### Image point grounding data

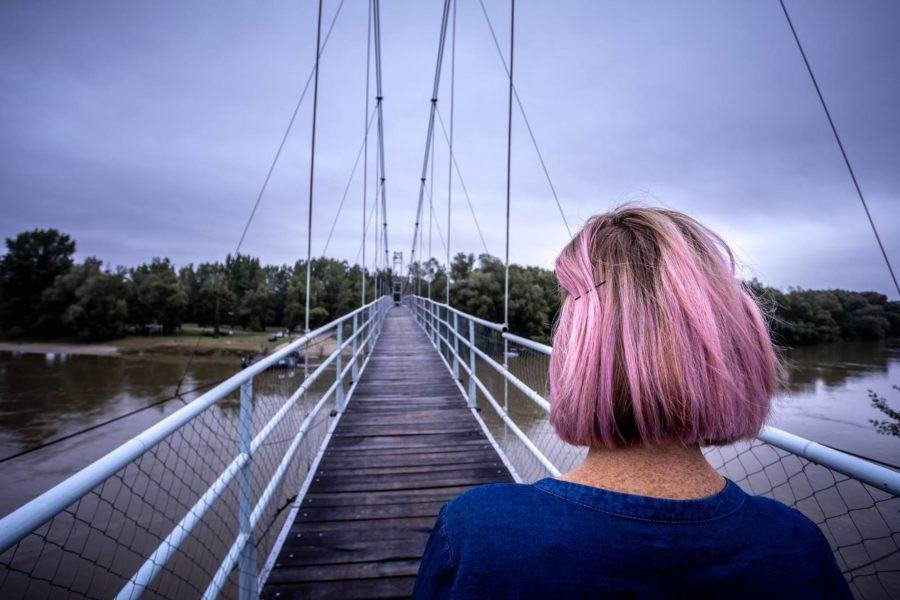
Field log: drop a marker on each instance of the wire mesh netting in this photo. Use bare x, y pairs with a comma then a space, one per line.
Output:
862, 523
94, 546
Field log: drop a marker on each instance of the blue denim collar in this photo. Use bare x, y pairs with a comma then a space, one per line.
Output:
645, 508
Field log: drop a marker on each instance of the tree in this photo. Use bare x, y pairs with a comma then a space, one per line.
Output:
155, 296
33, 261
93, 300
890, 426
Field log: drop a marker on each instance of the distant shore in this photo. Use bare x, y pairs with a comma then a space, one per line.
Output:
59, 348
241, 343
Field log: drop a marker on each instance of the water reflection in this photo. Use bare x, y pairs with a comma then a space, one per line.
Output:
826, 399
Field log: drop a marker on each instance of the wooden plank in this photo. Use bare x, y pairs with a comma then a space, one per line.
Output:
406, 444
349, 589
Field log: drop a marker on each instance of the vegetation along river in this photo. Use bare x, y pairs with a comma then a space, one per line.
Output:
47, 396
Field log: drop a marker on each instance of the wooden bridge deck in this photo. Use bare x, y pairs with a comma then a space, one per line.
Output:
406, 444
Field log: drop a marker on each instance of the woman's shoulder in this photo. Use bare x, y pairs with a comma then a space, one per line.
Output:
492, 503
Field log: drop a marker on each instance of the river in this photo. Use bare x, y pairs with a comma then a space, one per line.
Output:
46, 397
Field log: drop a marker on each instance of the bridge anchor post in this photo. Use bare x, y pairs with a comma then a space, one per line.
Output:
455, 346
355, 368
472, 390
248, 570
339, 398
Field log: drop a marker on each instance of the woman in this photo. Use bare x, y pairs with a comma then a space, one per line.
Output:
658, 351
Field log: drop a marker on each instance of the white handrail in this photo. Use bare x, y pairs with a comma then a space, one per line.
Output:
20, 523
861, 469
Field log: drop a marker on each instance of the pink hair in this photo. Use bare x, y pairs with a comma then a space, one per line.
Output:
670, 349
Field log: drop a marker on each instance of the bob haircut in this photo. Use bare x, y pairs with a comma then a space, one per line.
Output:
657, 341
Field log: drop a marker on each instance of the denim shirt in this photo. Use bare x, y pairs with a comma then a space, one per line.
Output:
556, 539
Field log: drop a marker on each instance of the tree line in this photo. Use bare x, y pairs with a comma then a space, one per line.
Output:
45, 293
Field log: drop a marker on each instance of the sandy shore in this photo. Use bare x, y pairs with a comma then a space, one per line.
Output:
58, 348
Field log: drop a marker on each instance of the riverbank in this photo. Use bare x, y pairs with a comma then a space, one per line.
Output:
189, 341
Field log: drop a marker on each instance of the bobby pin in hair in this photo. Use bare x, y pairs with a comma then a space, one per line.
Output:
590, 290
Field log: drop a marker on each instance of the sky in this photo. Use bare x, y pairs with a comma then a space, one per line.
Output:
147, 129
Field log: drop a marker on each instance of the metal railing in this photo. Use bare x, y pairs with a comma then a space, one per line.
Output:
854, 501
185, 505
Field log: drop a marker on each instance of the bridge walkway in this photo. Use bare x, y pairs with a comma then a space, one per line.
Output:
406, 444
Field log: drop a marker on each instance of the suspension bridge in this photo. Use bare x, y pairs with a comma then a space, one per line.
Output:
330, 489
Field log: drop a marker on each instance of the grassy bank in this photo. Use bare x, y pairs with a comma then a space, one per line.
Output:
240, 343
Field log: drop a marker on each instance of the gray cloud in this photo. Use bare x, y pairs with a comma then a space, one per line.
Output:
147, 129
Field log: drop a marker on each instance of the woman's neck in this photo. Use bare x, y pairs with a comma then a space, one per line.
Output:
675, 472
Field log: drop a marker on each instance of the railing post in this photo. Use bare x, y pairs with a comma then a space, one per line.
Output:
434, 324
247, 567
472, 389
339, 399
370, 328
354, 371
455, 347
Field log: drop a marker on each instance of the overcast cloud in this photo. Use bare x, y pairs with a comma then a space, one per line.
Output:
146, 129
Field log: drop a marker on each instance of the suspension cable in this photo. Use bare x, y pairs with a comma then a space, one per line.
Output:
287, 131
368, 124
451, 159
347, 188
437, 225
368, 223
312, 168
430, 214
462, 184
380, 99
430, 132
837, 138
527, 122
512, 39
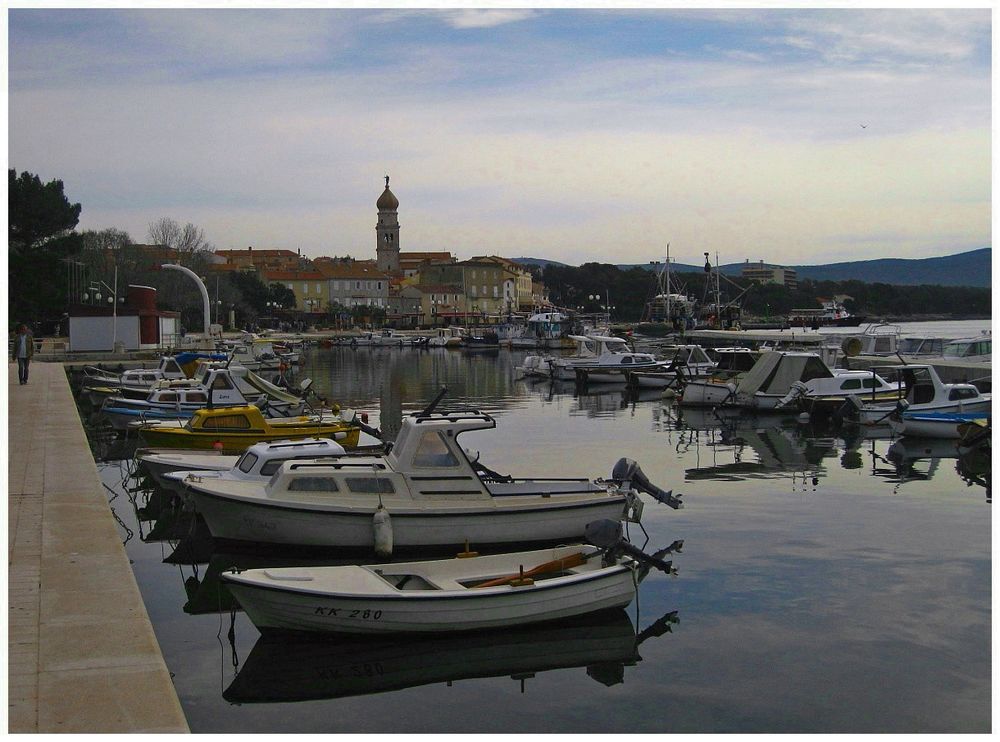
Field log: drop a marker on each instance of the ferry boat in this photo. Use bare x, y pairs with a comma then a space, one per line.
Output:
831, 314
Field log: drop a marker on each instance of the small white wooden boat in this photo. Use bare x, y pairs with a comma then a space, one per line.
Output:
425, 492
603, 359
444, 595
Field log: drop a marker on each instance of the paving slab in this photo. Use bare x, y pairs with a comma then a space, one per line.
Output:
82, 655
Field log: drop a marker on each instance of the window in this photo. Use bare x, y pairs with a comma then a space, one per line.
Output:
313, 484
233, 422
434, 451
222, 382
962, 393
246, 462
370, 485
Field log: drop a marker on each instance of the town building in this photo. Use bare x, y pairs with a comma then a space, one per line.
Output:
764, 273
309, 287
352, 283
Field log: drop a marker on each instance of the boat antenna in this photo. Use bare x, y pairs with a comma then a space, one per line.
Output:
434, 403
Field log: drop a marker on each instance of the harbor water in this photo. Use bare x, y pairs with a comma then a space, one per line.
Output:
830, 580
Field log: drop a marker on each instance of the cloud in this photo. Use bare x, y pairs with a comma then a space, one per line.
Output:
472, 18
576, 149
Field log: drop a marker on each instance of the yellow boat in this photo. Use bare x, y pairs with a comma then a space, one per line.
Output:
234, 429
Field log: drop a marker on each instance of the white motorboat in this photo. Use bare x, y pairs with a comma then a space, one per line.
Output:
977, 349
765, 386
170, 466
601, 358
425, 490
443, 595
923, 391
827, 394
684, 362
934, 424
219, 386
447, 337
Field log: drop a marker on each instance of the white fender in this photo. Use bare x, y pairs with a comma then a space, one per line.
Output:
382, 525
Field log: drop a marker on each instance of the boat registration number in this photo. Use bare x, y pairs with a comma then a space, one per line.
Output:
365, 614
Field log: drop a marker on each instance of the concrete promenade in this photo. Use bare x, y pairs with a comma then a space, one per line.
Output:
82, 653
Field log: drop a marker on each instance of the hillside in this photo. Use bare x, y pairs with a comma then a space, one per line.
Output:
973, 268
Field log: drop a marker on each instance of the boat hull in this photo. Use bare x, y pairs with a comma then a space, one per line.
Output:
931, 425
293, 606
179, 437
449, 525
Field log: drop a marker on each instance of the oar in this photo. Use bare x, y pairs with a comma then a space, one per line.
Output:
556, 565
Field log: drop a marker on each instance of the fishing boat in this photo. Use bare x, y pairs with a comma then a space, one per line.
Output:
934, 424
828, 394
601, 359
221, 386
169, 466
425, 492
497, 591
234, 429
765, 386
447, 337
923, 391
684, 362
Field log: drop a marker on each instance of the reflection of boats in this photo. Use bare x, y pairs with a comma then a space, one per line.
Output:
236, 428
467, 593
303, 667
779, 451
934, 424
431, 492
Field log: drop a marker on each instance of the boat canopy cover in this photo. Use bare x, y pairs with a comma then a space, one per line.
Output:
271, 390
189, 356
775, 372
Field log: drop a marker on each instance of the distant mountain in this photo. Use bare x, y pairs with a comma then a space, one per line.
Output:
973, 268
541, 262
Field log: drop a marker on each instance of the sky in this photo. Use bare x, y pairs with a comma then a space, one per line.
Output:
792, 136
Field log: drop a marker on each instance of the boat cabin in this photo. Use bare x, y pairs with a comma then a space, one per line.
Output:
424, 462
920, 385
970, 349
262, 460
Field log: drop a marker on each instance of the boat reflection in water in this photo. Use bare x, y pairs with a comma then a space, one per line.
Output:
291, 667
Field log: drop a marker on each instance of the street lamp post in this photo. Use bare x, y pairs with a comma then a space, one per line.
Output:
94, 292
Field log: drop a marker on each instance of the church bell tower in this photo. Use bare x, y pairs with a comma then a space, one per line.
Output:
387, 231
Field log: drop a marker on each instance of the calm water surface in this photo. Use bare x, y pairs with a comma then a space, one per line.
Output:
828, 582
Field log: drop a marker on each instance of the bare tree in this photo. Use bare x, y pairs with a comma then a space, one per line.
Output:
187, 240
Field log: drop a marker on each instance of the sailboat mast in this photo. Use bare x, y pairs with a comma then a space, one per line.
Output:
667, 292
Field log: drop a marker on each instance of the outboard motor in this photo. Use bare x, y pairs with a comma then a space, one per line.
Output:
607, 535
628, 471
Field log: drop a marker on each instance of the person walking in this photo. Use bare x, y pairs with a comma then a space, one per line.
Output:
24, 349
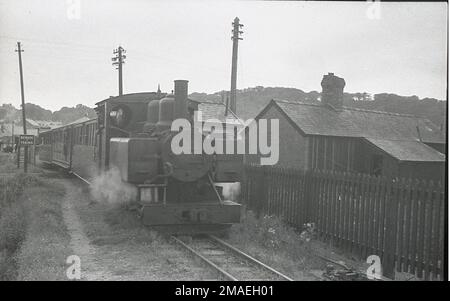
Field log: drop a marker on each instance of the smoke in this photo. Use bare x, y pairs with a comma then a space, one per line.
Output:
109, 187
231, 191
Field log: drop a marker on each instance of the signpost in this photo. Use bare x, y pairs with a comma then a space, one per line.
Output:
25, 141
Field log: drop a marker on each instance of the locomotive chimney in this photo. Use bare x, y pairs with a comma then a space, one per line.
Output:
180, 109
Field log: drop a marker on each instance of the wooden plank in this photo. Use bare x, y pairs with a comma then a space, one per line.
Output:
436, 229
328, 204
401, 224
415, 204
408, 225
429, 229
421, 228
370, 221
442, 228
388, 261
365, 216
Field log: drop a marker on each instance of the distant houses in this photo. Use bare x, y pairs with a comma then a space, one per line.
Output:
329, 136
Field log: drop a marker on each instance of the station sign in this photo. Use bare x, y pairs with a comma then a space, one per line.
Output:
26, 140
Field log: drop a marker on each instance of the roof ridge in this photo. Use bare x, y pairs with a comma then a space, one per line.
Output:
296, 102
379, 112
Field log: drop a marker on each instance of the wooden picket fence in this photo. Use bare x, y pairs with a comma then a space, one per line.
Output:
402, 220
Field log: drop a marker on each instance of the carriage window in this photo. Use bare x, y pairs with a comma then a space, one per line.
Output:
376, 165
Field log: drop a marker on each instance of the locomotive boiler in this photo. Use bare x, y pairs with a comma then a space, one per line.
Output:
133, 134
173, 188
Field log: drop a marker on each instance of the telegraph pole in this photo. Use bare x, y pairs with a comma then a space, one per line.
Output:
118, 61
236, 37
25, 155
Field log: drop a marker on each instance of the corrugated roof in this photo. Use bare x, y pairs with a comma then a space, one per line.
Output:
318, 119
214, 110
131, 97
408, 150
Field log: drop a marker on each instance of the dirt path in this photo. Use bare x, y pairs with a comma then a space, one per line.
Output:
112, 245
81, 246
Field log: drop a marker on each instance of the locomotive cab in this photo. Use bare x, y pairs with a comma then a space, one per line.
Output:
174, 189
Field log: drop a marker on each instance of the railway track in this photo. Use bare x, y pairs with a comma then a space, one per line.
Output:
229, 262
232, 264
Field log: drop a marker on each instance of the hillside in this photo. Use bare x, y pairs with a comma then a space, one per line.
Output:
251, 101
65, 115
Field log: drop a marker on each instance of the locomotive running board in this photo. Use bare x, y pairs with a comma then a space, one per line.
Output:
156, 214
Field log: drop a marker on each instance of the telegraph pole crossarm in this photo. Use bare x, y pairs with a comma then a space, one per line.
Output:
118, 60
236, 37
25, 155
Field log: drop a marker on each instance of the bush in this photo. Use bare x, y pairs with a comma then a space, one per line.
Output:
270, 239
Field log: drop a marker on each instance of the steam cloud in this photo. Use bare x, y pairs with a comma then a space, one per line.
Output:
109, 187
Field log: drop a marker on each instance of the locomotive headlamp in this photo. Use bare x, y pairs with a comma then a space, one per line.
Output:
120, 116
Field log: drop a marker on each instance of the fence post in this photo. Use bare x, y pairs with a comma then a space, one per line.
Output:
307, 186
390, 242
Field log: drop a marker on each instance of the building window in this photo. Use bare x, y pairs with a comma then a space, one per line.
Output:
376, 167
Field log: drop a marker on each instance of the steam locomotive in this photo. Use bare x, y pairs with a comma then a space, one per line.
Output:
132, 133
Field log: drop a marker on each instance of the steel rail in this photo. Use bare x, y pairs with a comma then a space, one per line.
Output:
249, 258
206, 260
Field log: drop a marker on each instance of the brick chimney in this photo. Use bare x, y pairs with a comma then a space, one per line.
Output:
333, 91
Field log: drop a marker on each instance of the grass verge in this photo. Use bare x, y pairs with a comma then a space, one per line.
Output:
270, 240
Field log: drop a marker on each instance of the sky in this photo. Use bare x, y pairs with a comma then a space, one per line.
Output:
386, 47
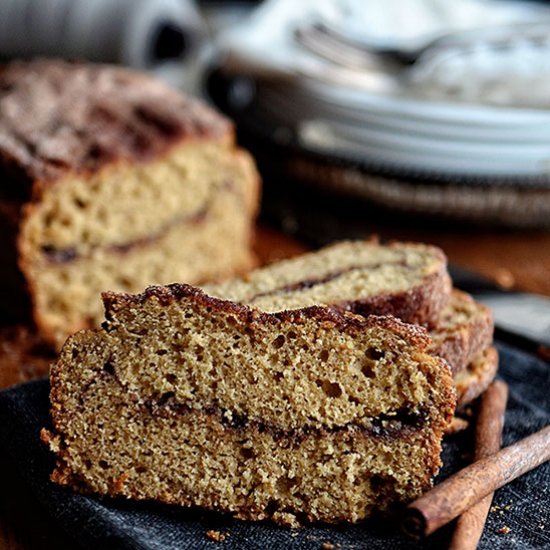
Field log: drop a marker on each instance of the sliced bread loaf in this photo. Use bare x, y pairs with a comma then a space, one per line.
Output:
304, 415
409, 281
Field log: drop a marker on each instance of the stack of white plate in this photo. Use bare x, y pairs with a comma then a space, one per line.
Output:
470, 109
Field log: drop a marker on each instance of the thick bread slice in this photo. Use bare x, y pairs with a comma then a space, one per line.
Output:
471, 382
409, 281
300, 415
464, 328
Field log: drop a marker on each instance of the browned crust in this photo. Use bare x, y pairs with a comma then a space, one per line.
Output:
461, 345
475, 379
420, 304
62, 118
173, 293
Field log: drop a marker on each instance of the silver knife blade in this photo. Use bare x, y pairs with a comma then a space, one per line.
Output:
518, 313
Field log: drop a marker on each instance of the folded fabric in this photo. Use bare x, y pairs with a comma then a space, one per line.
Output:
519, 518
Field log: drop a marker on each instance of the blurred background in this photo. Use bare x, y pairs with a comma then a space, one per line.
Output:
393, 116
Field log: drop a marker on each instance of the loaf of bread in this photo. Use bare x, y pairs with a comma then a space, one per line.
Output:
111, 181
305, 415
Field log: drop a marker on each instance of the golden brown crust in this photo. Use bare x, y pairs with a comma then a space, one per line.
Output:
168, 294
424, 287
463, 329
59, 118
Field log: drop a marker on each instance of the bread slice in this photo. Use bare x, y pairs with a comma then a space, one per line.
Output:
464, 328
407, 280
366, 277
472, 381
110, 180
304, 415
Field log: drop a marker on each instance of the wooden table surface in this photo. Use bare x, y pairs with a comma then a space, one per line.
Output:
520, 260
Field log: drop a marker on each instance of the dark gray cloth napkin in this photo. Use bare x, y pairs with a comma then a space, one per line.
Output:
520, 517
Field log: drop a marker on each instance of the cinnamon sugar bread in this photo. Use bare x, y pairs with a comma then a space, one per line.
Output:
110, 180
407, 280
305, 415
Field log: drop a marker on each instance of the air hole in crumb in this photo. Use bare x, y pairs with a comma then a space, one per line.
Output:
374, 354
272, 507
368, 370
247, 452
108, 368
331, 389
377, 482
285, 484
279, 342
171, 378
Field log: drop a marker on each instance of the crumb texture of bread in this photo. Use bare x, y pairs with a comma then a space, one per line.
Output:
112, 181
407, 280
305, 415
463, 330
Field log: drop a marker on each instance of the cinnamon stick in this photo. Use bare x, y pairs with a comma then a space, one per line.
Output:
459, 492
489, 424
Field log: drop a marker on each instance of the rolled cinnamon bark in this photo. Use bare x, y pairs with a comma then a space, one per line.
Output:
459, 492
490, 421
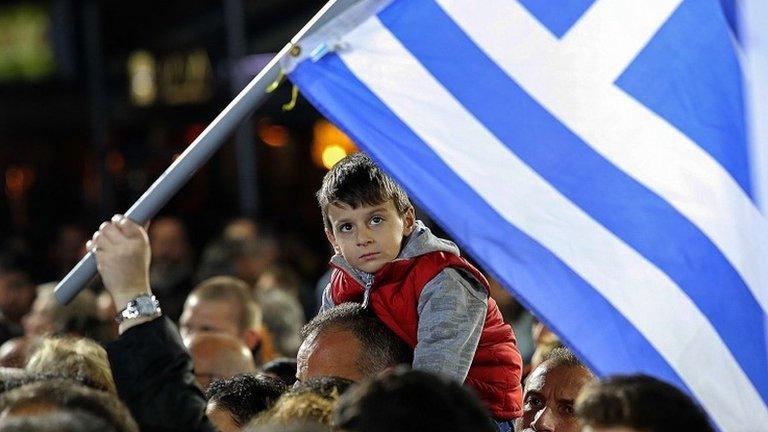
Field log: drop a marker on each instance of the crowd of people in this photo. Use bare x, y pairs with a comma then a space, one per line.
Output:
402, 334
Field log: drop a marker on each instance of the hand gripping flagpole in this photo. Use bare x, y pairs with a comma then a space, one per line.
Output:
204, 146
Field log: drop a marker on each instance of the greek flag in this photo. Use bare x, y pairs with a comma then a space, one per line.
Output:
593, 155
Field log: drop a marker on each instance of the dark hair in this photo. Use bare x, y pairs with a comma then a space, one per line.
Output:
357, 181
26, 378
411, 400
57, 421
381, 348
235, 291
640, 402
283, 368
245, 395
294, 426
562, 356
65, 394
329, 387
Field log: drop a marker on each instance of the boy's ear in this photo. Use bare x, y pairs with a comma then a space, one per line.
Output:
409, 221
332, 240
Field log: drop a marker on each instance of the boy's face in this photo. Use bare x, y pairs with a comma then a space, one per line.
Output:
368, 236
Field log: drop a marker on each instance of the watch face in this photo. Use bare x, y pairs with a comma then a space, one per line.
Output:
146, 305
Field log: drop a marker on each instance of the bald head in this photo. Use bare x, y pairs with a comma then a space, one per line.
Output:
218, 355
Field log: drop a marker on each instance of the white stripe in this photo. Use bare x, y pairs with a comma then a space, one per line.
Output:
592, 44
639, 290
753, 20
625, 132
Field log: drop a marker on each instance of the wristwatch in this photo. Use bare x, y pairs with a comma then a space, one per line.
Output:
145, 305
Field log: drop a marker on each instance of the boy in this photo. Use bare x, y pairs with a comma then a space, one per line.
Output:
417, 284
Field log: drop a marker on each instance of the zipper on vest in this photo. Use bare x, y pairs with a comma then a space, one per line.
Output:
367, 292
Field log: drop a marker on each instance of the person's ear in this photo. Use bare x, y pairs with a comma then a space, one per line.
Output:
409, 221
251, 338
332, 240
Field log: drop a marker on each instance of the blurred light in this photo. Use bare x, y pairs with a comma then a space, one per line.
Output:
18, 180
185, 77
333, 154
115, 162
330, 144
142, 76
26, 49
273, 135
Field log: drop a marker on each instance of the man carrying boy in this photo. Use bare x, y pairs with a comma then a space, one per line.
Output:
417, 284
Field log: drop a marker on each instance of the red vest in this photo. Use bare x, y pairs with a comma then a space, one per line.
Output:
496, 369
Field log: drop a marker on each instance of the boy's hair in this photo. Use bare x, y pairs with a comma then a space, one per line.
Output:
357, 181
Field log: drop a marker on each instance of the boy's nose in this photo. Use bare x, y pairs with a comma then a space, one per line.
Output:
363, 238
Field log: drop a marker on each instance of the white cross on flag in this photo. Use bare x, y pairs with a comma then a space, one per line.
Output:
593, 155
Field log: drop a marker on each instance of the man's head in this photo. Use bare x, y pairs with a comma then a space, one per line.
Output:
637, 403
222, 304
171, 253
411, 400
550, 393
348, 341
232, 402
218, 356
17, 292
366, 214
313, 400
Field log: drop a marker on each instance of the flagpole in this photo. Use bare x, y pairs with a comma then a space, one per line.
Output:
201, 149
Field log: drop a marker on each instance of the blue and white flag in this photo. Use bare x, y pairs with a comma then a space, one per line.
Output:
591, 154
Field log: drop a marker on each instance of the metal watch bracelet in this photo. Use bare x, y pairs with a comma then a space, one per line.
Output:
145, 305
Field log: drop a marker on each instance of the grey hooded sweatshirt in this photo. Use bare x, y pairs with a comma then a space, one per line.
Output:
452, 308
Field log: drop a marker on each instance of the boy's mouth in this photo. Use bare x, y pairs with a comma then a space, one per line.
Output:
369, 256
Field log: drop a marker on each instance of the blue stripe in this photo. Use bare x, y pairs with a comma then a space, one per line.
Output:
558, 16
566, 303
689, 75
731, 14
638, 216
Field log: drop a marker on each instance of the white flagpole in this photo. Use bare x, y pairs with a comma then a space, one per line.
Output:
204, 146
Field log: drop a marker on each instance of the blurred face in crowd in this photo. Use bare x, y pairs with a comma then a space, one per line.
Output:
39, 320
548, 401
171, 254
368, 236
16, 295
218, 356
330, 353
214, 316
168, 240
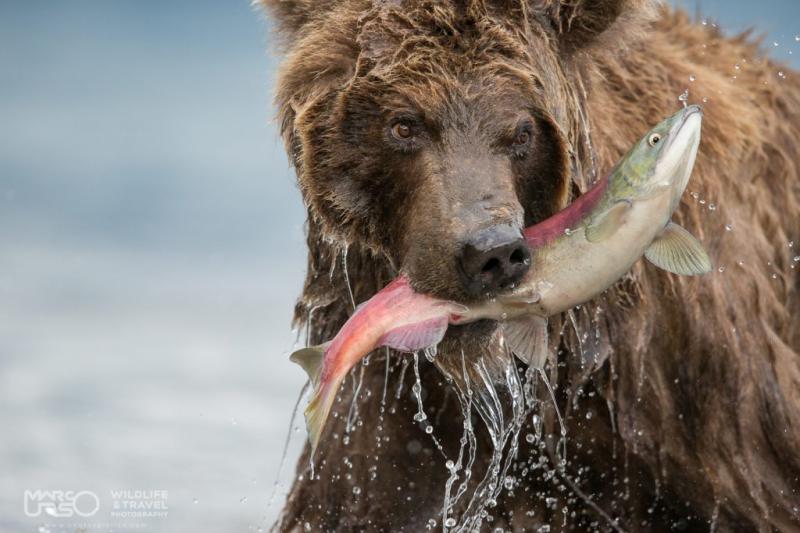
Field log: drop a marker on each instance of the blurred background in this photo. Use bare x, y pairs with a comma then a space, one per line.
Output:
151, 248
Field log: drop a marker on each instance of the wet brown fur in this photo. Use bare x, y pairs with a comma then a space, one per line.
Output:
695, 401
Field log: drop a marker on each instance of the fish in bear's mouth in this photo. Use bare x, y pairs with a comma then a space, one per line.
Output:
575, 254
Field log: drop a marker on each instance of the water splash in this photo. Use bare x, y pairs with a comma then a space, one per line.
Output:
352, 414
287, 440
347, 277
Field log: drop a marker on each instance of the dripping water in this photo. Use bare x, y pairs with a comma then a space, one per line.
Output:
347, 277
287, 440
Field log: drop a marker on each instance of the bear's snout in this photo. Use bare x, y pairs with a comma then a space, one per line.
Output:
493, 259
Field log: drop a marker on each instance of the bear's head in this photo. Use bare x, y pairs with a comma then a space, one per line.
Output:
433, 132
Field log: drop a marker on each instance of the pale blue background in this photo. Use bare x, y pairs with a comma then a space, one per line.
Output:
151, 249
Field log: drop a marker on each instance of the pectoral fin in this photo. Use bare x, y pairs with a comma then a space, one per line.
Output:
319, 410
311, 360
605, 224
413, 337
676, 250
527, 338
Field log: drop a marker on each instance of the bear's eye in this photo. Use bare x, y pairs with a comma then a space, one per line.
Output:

### YOUR GOAL
Every line holding the string "gray" should be copied here, so please find those lines in the data.

### SOLUTION
Field log: drop a marker on each instance of the gray cloud in this photo. Use bare x, y pairs with a comma then a space, one per line.
Field log: drop a marker on each instance of the dark gray cloth napkin in this photo. Use bare x, y pairs with a comma then a space, one per line.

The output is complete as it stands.